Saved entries
— Begin —
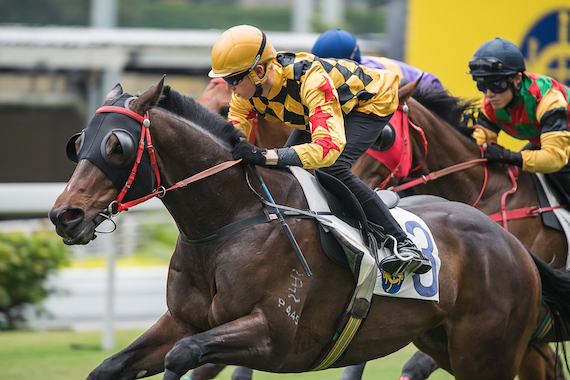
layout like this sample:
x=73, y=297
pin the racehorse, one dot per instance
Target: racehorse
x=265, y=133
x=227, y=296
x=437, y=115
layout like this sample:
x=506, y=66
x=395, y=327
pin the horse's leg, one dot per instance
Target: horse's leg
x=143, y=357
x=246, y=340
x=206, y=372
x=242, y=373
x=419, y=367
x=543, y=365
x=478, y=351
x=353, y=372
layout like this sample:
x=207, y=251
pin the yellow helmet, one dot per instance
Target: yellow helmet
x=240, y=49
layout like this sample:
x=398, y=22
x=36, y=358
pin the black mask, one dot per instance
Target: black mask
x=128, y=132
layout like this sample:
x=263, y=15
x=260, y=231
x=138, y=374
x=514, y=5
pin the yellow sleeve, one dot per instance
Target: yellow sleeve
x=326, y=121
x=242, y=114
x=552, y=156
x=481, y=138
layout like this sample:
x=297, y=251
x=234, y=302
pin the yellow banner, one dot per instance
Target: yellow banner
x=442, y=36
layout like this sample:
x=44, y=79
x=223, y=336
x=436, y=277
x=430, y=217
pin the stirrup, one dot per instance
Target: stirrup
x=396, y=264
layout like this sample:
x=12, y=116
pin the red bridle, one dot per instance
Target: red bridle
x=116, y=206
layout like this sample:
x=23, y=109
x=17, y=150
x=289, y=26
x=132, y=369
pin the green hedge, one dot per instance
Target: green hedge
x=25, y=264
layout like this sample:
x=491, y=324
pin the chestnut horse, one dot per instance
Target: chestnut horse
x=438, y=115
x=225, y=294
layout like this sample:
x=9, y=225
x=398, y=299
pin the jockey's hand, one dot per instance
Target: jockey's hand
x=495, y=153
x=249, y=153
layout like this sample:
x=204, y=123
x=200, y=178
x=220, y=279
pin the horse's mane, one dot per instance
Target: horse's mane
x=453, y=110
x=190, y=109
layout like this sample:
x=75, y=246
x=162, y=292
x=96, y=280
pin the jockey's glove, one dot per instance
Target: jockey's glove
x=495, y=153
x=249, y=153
— End —
— Begin —
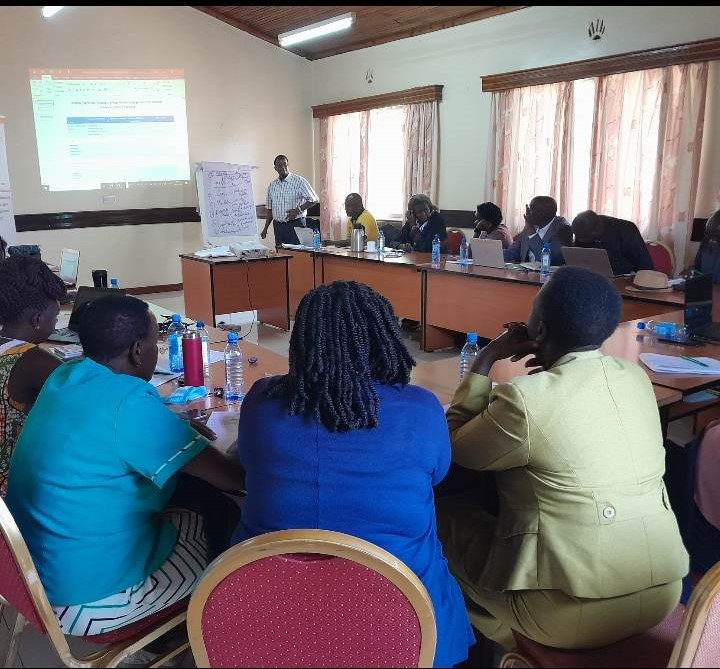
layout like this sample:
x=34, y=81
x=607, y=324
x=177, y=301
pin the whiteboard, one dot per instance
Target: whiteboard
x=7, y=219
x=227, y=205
— End —
— Begin —
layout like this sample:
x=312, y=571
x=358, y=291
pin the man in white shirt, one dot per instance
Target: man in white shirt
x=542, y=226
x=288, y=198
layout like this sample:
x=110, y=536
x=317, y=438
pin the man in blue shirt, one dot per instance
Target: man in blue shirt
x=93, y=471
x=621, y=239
— End —
= EXERCISE DESCRIPTION =
Which lines in the entries contain the word "helmet"? Extract each of them, counting only matches with the same uppercase and lowercase letters.

= REPLY =
pin the yellow helmet, one dot per instance
Target: yellow helmet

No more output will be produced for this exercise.